→ Фрагмент документа
━━━━━━━━━━━━━━━━━━━━━━━━━━━━━━

Читаем Непарадный Петербург в очерках дореволюционных писателей полностью

У этих людей нет никакого понятия о чистоплотности как тела, так и души. Старый, выброшенный гробовщиком за негодностью покров составляет очень часто «любимое одеяло» траурщика! Не забудьте, что мало-мальски порядочный покров гробовщик никогда не бросит, а изрежет его на украшение гробов или костюмов. Все брошенное после похорон покойника до последней тряпки разбирается траурщиками нарасхват. Те, кому приходится жить в гробовых мастерских, охотно спят в запасных гробах. Дежурящие при гробе с покойником хладнокровно пьют и едят тут же. Слезы, рыдания, отчаяние близких также мало обращают на себя их внимание.

В начале десятого часа нас позвали «выносить гроб». Я не пошёл и остался с несколькими другими зажигать факелы. Минут через двадцать послышалось пение хора певчих, а за ним духовенство и все прочее. Нервы мои были не в порядке. Я взял свой факел и ушёл вперёд. Знакомый читателям «мажор» был уже на месте со своей булавой. О, как он был величествен в этом блестящем наряде и в сознании, что он открывает шествие, он даёт тон всей процессии и в некотором роде он особа. «Мажор» не удостоил меня не только кивка, но даже не посмотрел на такую «дрянь». Он смотрел внимательно на балдахин, чтобы уловить момент тронуться. Наконец, он произнёс самому себе «марш», круто повернулся, взмахнул булавой и сделал шаг вперёд. Я поднял свой факел и пошёл в первой паре за ним.

━━━━━━━━━━━━━━━━━━━━━━━━━━━━━━

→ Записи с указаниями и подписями
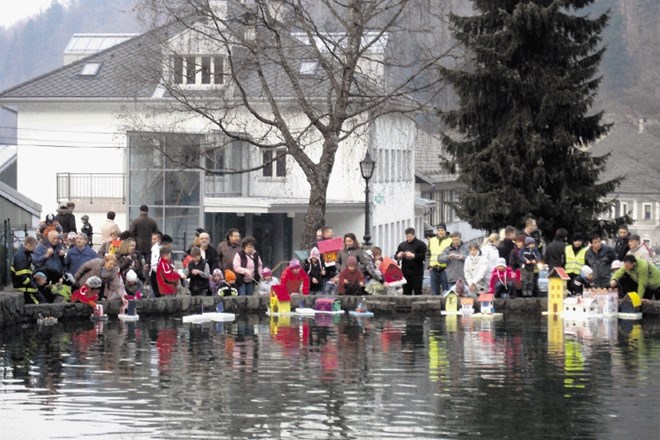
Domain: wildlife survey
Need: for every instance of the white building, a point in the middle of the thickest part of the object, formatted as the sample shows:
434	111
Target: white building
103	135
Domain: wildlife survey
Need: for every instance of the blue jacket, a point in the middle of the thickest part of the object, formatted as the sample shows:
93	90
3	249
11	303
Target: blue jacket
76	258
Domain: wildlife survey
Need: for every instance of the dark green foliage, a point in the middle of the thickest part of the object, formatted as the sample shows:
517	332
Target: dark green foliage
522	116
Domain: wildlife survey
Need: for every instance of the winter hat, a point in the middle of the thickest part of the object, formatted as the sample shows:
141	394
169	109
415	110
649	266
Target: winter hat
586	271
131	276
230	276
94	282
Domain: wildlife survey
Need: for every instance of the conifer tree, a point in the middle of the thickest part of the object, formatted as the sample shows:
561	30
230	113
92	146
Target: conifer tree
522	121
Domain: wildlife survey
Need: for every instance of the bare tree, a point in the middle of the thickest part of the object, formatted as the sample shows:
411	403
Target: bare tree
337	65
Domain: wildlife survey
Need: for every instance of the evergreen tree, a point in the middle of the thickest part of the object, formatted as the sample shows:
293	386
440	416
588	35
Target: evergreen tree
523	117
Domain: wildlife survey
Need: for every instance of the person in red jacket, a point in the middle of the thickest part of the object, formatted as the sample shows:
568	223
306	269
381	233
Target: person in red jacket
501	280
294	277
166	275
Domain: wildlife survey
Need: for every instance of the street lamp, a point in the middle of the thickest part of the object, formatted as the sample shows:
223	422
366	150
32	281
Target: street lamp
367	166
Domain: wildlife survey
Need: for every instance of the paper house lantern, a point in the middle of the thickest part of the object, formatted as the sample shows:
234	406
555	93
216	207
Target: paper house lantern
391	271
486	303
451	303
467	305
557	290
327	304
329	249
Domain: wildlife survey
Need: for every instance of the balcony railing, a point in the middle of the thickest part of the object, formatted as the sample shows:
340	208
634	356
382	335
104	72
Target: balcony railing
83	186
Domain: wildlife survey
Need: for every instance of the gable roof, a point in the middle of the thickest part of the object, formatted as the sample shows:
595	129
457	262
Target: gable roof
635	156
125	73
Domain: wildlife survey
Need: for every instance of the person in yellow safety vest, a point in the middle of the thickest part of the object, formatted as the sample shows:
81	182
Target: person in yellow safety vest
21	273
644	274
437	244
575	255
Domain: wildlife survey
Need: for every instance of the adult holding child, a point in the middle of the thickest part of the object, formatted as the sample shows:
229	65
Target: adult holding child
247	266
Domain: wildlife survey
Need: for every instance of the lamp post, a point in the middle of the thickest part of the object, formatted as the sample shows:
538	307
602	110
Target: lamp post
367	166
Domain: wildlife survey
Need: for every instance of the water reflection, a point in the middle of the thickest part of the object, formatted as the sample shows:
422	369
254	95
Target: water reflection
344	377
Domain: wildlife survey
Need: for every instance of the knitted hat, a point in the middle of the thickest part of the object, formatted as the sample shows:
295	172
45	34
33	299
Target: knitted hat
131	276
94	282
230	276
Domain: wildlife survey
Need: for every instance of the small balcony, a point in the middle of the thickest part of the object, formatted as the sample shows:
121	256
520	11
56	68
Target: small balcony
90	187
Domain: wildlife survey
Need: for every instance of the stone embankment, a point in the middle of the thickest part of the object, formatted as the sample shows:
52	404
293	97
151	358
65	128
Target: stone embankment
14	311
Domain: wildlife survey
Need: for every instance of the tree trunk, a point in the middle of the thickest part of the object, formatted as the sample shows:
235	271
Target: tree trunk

━━━━━━━━━━━━━━━━━━━━━━━━━━━━━━

→ Что нужно сделать
Перепишите без изменений отрывок из очерка о траурщиках от слов «У этих людей» до слов «себя их внимание.».

→ Ответ к задаче
У этих людей нет никакого понятия о чистоплотности как тела, так и души. Старый, выброшенный гробовщиком за негодностью покров составляет очень часто «любимое одеяло» траурщика! Не забудьте, что мало-мальски порядочный покров гробовщик никогда не бросит, а изрежет его на украшение гробов или костюмов. Все брошенное после похорон покойника до последней тряпки разбирается траурщиками нарасхват. Те, кому приходится жить в гробовых мастерских, охотно спят в запасных гробах. Дежурящие при гробе с покойником хладнокровно пьют и едят тут же. Слезы, рыдания, отчаяние близких также мало обращают на себя их внимание.